◆ **GOAL**:
Pick up the fANOVA manual page text after its last sentence and continue it.

◆ **PAGE TEXT**:
————————

Manual

Quick Start

To run the examples, just download the data and start the python console. We can then import Fanova and start it by typing

>>> from fanova import fANOVA
>>> import csv
>>> path = os.path.dirname(os.path.realpath(__file__))
>>> X = np.loadtxt(path + '/example_data/online_lda/online_lda_features.csv', delimiter=",")
>>> Y = np.loadtxt(path + '/example_data/online_lda/online_lda_responses.csv', delimiter=",")
>>> f = fANOVA(X,Y)

This creates a new Fanova object and fits the Random Forest on the specified data set.

To compute now the marginal of the first parameter type:

>>> f.quantify_importance((0, ))
    5.44551614362

Fanova also allows to specify parameters by their names.

>>> f.quantify_importance(("Col0", ))
5.44551614362

Advanced

If you want the Fanova only a certain quantiles (let’s say between 10% and 25%) of the data you can call it by:

>>> f = fANOVA(X,Y)
>>> f.set_cutoffs(quantile=(10, 25))

Furthermore fANOVA now supports cutoffs on the y values. These will exclude parts of the parameters space where the prediction is not within the provided cutoffs.

>>> f.set_cutoffs(cutoffs=(-np.inf, np.inf))

You can also specify the number of trees in the random forest as well as the minimum number of points to make a new split in a tree or your already specified configuration space by:

>>> f = fANOVA(X,Y, config_space=config_space, num_trees=30, min_samples_split=3)

More functions

  • f.get_most_important_pairwise_marginals(n)

Returns the n most important pairwise marginals

  • fANOVA.marginal_mean_variance_for_values(p, v)

Computes the mean and standard deviation of the parameter (or parameterlist) p for a certain value v

Visualization

To visualize the single and pairwise marginals, we have to create a visualizer object first containing the fanova object and configspace

>>> import fanova.visualizer
>>> vis = visualizer.Visualizer(f, config_space)

————————

Dataset excerpt:
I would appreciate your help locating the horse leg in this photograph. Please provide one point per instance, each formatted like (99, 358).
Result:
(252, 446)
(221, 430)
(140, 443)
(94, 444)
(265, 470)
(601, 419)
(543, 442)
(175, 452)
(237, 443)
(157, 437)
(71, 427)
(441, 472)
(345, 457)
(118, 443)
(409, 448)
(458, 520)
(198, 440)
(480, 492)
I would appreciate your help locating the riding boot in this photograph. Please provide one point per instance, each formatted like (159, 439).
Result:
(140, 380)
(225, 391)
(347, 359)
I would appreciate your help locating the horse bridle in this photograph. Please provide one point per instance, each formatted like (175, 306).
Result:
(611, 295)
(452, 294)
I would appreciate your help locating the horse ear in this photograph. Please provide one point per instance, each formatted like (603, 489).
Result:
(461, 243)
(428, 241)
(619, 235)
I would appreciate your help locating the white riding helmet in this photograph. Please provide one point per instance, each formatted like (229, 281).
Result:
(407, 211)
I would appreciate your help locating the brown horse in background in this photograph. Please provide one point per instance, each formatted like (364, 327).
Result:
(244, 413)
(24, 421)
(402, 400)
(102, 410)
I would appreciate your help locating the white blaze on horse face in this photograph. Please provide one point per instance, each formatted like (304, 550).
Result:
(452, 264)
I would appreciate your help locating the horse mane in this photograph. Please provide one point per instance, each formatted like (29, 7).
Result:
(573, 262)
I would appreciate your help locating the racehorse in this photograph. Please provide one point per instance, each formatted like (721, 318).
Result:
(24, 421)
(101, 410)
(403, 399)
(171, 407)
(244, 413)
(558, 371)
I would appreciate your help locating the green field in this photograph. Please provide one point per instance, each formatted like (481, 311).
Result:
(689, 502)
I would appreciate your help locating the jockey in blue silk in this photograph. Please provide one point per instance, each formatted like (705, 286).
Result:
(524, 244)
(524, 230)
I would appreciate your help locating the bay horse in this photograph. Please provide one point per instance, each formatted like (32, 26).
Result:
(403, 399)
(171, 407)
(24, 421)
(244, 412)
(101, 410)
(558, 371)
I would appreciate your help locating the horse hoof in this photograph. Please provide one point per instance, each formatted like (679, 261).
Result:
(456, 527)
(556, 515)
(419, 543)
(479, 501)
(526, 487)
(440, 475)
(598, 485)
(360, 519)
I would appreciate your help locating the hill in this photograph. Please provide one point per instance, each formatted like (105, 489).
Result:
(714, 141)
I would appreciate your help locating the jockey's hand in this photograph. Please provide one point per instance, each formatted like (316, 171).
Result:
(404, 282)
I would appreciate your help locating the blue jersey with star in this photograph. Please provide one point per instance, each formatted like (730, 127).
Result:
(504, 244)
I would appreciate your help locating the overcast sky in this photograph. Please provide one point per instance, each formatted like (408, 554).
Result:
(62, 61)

————————

◆ **RESPONSE BELOW**:
We can then plot single marginals by

>>> vis.plot_marginal(1)

what should look like this

_images/Col1.png

NOTE: For categorical values use the function plot_categorical_marginal(parameter) instead.

The same can been done for pairwise marginals

>>> vis.plot_pairwise_marginal([0,2])
_images/pairwise.png

If you are just interested in the N most important pairwise marginals you can plot them through:

>>> create_most_important_pairwise_marginal_plots(dir, n)

and Fanova will save those plot in dir. However, be aware that to create the plots Fanova needs to compute all pairwise marginal, which can take awhile!

If you’re not interested in the plot itself, but want to extract the values for your own plots, simply call

>>> vis.generate_marginal(0)

The same for generate_pairwise_marginal([0,2]) and get_categorical_marginal().

At last, all plots can be created together and stored in a directory with

>>> vis.create_all_plots("./plots/")

How to load a CSV-file

import numpy as np

data = np.loadtxt(‘your_file.csv’, delimiter=”,”)